## Stated problem
Copy out only the lines running from the one containing "910, row 110." through the one containing "column 706, row 326", changing "sagebrush" to "juniper" and leaving everything else the same.

## Data for the task
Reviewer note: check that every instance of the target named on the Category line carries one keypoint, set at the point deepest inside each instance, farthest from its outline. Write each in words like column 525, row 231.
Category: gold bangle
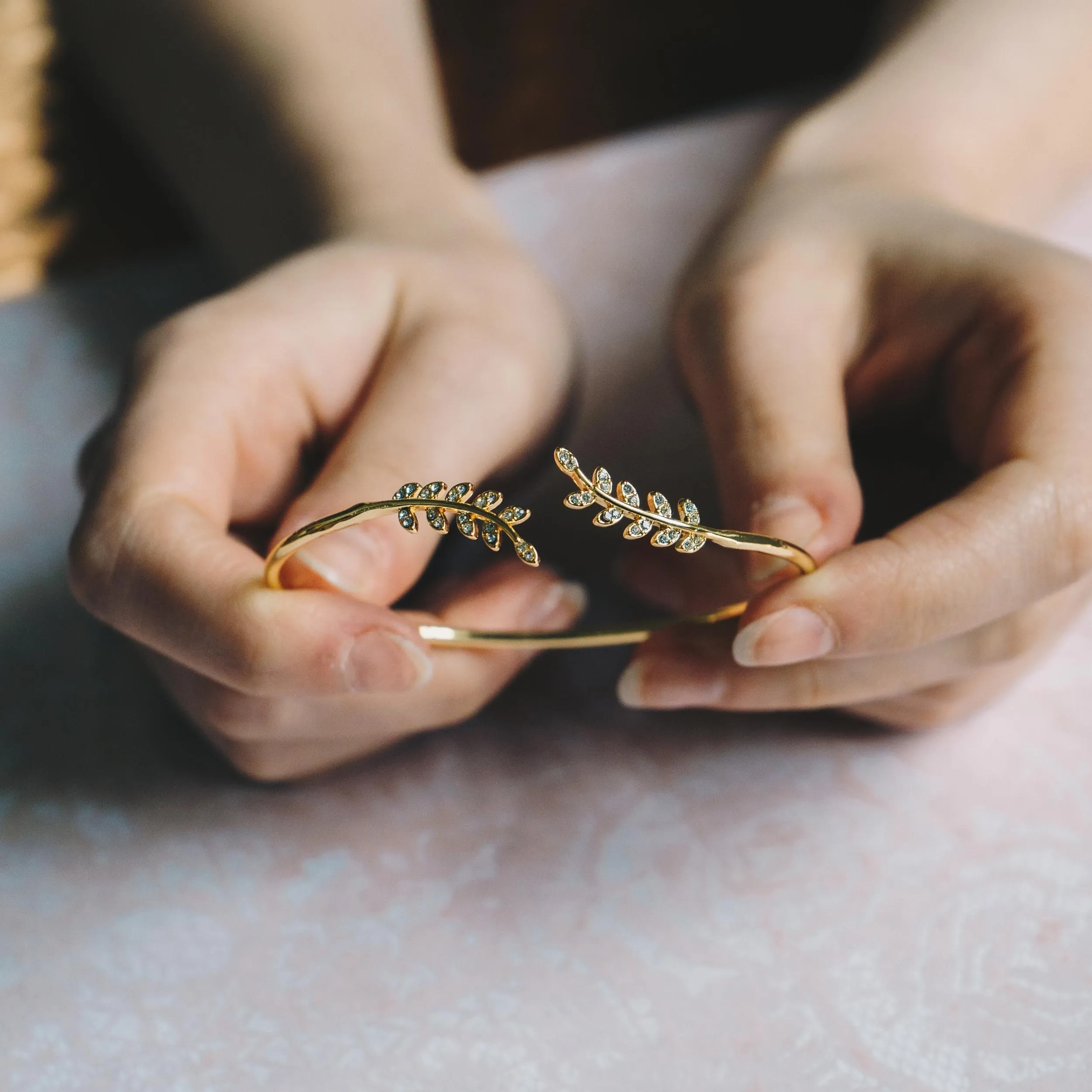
column 477, row 517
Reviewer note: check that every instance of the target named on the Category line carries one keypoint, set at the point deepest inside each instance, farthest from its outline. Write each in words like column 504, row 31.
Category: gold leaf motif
column 660, row 505
column 691, row 543
column 527, row 553
column 608, row 517
column 514, row 515
column 638, row 529
column 459, row 493
column 432, row 491
column 566, row 460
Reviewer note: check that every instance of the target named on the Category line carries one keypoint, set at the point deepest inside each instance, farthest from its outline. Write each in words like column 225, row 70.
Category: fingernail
column 349, row 560
column 380, row 660
column 785, row 637
column 562, row 602
column 781, row 517
column 651, row 684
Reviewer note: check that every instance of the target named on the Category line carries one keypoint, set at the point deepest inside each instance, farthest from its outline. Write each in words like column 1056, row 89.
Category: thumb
column 437, row 409
column 765, row 350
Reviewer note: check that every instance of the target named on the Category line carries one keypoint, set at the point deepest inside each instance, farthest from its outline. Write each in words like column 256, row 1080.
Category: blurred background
column 521, row 76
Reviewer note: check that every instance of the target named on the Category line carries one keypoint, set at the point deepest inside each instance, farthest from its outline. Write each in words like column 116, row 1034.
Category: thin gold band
column 475, row 517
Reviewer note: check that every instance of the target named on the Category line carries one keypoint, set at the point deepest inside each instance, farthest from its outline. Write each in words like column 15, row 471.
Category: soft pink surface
column 560, row 895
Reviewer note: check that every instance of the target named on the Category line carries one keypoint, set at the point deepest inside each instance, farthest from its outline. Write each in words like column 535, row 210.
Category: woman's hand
column 838, row 301
column 333, row 378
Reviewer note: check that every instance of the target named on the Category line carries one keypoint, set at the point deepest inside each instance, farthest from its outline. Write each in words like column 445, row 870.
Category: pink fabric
column 560, row 895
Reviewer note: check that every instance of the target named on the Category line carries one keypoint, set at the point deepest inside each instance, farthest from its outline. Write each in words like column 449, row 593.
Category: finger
column 164, row 574
column 695, row 669
column 276, row 739
column 453, row 401
column 765, row 349
column 1009, row 539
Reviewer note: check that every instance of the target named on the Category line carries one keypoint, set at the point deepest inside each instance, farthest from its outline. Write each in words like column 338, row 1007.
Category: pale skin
column 881, row 258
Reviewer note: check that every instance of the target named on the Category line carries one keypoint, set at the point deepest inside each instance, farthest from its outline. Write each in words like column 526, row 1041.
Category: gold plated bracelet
column 482, row 517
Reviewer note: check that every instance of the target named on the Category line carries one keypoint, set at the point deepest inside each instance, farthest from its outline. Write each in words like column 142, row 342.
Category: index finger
column 1013, row 536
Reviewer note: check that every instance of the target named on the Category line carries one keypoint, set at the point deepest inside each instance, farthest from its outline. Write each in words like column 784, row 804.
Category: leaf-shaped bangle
column 485, row 516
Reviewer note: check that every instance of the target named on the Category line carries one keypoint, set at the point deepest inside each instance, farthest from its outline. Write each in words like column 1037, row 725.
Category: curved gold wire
column 477, row 517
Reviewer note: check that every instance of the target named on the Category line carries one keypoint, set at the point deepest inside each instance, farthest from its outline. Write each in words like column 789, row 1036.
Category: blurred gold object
column 482, row 517
column 28, row 237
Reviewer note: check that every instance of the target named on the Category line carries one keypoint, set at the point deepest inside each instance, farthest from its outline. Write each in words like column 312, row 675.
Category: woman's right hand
column 388, row 363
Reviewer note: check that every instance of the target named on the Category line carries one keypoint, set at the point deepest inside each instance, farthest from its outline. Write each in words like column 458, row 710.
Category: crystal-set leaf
column 638, row 529
column 527, row 553
column 491, row 536
column 660, row 505
column 667, row 536
column 433, row 490
column 459, row 493
column 608, row 517
column 514, row 515
column 691, row 543
column 566, row 460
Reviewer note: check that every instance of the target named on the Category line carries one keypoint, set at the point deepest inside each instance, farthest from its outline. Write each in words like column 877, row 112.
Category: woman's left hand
column 838, row 301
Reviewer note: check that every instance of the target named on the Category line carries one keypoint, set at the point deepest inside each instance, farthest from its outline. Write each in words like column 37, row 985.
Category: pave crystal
column 691, row 544
column 458, row 493
column 433, row 490
column 514, row 515
column 491, row 536
column 608, row 517
column 660, row 504
column 688, row 512
column 527, row 553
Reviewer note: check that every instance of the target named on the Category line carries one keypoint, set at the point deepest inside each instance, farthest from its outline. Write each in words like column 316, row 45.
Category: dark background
column 521, row 77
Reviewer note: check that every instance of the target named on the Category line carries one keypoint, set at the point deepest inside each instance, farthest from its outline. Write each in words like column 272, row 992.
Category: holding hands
column 878, row 271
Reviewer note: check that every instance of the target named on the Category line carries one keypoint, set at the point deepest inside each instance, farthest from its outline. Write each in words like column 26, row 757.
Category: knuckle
column 241, row 718
column 267, row 764
column 92, row 564
column 935, row 707
column 1008, row 639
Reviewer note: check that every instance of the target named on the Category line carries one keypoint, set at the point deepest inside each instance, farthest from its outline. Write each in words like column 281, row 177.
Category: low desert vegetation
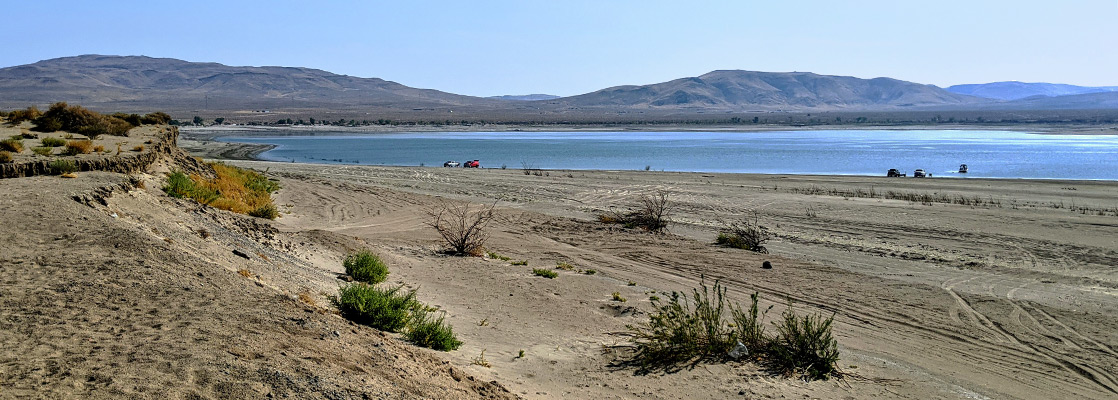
column 391, row 310
column 748, row 235
column 63, row 167
column 480, row 360
column 77, row 146
column 13, row 145
column 235, row 189
column 366, row 266
column 707, row 327
column 653, row 213
column 462, row 227
column 62, row 116
column 496, row 256
column 54, row 142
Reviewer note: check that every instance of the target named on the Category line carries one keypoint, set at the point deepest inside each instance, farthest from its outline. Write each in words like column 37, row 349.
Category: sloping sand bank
column 1007, row 293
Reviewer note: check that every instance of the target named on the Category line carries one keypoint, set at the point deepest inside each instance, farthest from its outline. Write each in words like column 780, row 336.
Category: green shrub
column 804, row 346
column 234, row 189
column 545, row 273
column 54, row 142
column 387, row 310
column 432, row 333
column 695, row 329
column 155, row 118
column 748, row 325
column 181, row 187
column 63, row 167
column 366, row 266
column 682, row 330
column 78, row 146
column 268, row 211
column 20, row 115
column 496, row 256
column 11, row 144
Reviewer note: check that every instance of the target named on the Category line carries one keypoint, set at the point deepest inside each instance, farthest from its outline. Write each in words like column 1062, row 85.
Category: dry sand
column 1012, row 297
column 129, row 294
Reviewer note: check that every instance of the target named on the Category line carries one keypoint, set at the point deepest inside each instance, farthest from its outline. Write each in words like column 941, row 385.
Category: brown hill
column 173, row 84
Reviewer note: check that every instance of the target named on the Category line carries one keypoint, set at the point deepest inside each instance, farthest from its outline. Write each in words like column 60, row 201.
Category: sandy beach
column 947, row 288
column 1008, row 296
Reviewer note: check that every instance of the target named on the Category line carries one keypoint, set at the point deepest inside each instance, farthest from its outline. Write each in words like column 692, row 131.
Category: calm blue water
column 989, row 154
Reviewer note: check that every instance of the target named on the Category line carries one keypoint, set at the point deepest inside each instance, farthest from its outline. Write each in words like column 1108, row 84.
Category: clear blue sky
column 570, row 47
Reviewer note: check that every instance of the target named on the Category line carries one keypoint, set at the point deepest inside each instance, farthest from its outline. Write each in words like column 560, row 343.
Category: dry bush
column 20, row 115
column 62, row 116
column 74, row 148
column 462, row 226
column 155, row 118
column 748, row 235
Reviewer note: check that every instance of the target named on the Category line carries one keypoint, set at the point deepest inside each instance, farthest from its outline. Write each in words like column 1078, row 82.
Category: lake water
column 988, row 154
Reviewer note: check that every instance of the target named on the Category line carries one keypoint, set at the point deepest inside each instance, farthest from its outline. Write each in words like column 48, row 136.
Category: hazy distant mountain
column 741, row 89
column 162, row 83
column 1087, row 101
column 526, row 97
column 1021, row 89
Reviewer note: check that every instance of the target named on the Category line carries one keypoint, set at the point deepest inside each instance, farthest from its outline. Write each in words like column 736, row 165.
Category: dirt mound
column 130, row 294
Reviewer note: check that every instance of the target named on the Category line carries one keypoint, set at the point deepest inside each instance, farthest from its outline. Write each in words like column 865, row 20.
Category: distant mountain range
column 741, row 89
column 1011, row 91
column 136, row 83
column 173, row 83
column 531, row 97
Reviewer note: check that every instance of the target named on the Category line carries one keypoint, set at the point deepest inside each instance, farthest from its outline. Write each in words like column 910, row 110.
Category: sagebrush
column 366, row 266
column 462, row 226
column 706, row 326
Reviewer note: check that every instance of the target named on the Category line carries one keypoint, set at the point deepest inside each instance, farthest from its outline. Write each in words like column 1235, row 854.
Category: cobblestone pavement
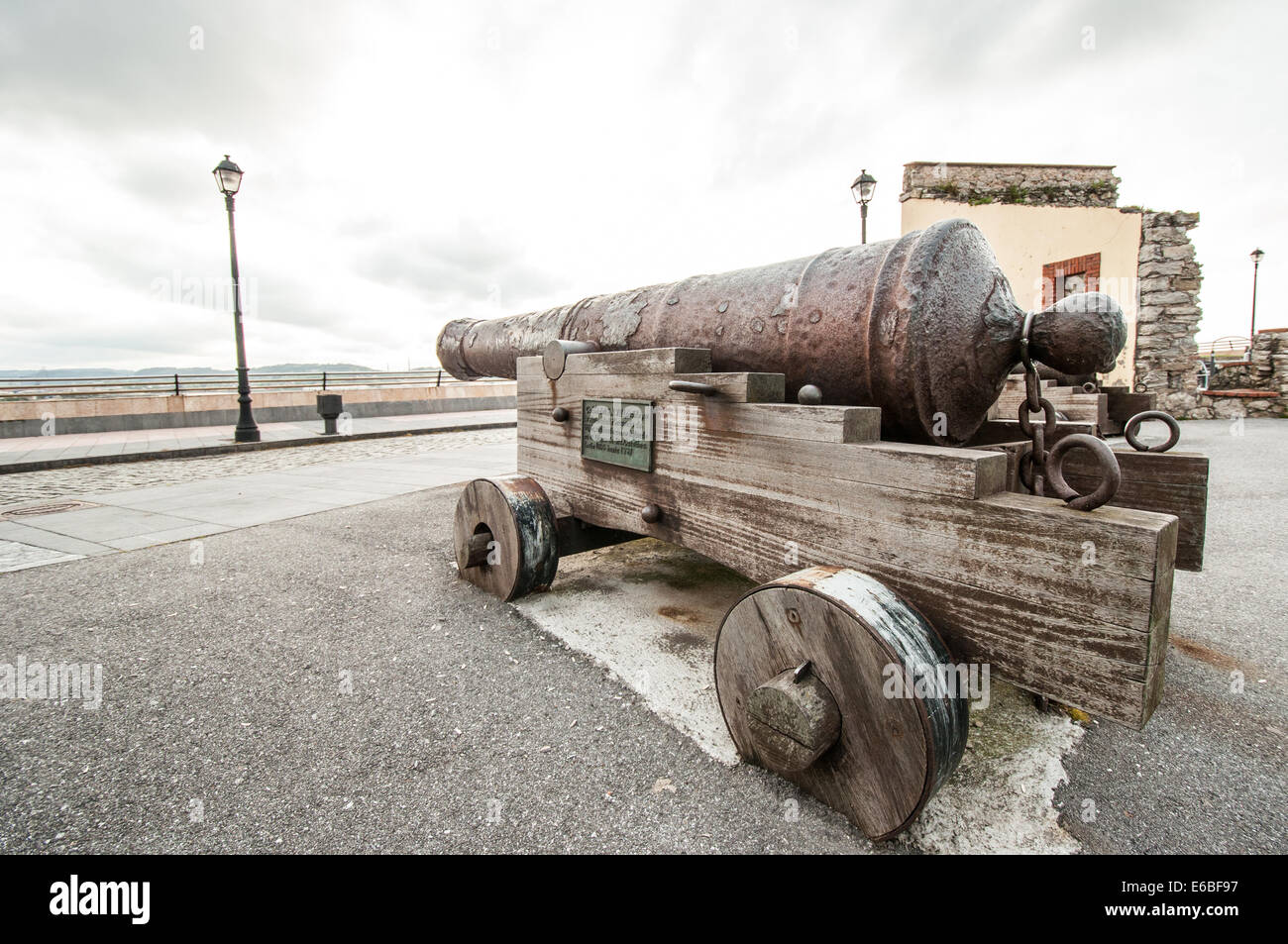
column 62, row 483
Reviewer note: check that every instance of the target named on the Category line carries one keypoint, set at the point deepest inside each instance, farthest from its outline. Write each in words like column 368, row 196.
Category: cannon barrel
column 923, row 326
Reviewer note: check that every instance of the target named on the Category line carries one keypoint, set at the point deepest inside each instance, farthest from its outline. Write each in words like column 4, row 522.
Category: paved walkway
column 99, row 523
column 30, row 454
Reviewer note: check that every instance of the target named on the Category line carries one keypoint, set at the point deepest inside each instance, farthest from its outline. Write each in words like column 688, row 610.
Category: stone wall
column 1037, row 184
column 1168, row 313
column 1257, row 386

## Task answer
Reviewer note: check that every instance of the target named on the Category line carries one keypoint, set at the point deepest inside each instance, farthest from its outline. Write each in words like column 910, row 110.
Category: juniper
column 366, row 266
column 462, row 226
column 706, row 326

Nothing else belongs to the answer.